● **SOURCE PASSAGE**:
-=-=-

I can hold two thoughts. I don’t believe Charlie Kirk was an American hero and Charlie Kirk should not have been murdered. Those are not mutually exclusive.

I have a reason I feel this way. I actually have several. I want you to understand what’s it is like when violence is the solution.

Colonel Ali

Colonel Ali was the director of the Iraqi Joint Forces Headquarters Public Affairs office. When I first met him in 2005 he was working for another good man and their office was literally a closet in the Iraqi version of the Pentagon. I used the clout I had as their senior advisor and spokesman for Multi-National Security Transition Command-Iraq to get them a proper office and staff.

When I returned to Iraq in 2008 he had been promoted to the head of the directorate himself. He was a good man. He had a wonderful sense of humor and an easy smile. We spent countless hours together in Iraq traveling the country visiting Iraqi units.

-=-=-

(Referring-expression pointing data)
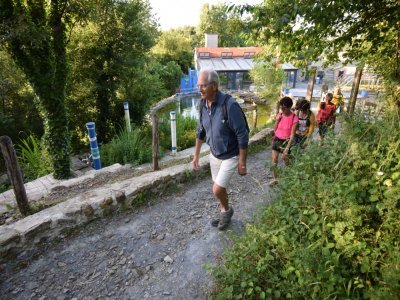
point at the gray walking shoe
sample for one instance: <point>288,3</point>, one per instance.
<point>225,219</point>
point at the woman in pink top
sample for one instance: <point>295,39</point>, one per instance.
<point>285,129</point>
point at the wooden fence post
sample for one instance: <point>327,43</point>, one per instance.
<point>310,86</point>
<point>354,91</point>
<point>154,122</point>
<point>255,115</point>
<point>14,174</point>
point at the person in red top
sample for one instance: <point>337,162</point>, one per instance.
<point>285,129</point>
<point>326,115</point>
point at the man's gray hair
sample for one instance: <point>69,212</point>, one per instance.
<point>212,75</point>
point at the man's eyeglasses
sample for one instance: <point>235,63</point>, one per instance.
<point>202,86</point>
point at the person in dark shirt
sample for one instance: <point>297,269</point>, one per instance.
<point>228,141</point>
<point>325,116</point>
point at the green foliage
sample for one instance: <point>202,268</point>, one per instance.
<point>34,159</point>
<point>307,30</point>
<point>106,52</point>
<point>228,24</point>
<point>34,33</point>
<point>185,132</point>
<point>169,74</point>
<point>332,231</point>
<point>174,46</point>
<point>128,147</point>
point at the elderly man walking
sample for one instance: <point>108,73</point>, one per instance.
<point>223,124</point>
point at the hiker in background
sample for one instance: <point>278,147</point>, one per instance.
<point>306,125</point>
<point>337,99</point>
<point>325,115</point>
<point>228,140</point>
<point>285,128</point>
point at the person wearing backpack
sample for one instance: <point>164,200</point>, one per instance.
<point>325,115</point>
<point>223,124</point>
<point>285,128</point>
<point>306,124</point>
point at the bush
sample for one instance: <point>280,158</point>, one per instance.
<point>128,147</point>
<point>185,132</point>
<point>34,159</point>
<point>333,229</point>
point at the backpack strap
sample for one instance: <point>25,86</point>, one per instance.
<point>201,106</point>
<point>224,108</point>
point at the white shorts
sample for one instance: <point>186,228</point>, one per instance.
<point>223,169</point>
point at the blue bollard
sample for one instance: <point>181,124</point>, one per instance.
<point>173,132</point>
<point>127,117</point>
<point>364,93</point>
<point>94,148</point>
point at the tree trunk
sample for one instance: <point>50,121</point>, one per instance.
<point>154,121</point>
<point>354,90</point>
<point>14,174</point>
<point>43,60</point>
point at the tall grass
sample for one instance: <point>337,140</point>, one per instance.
<point>185,132</point>
<point>127,147</point>
<point>333,230</point>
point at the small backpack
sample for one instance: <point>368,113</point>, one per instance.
<point>308,122</point>
<point>224,112</point>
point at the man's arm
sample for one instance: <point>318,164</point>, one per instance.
<point>242,168</point>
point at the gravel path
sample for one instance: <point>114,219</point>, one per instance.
<point>155,252</point>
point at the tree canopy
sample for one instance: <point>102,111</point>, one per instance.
<point>307,30</point>
<point>228,25</point>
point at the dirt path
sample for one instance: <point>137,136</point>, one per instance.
<point>155,252</point>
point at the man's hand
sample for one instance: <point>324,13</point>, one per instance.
<point>284,153</point>
<point>195,162</point>
<point>242,170</point>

-=-=-

● **TASK BRIEF**: In the source passage, what office did Colonel Ali direct?

● **FINISHED TASK**: The Iraqi Joint Forces Headquarters Public Affairs office.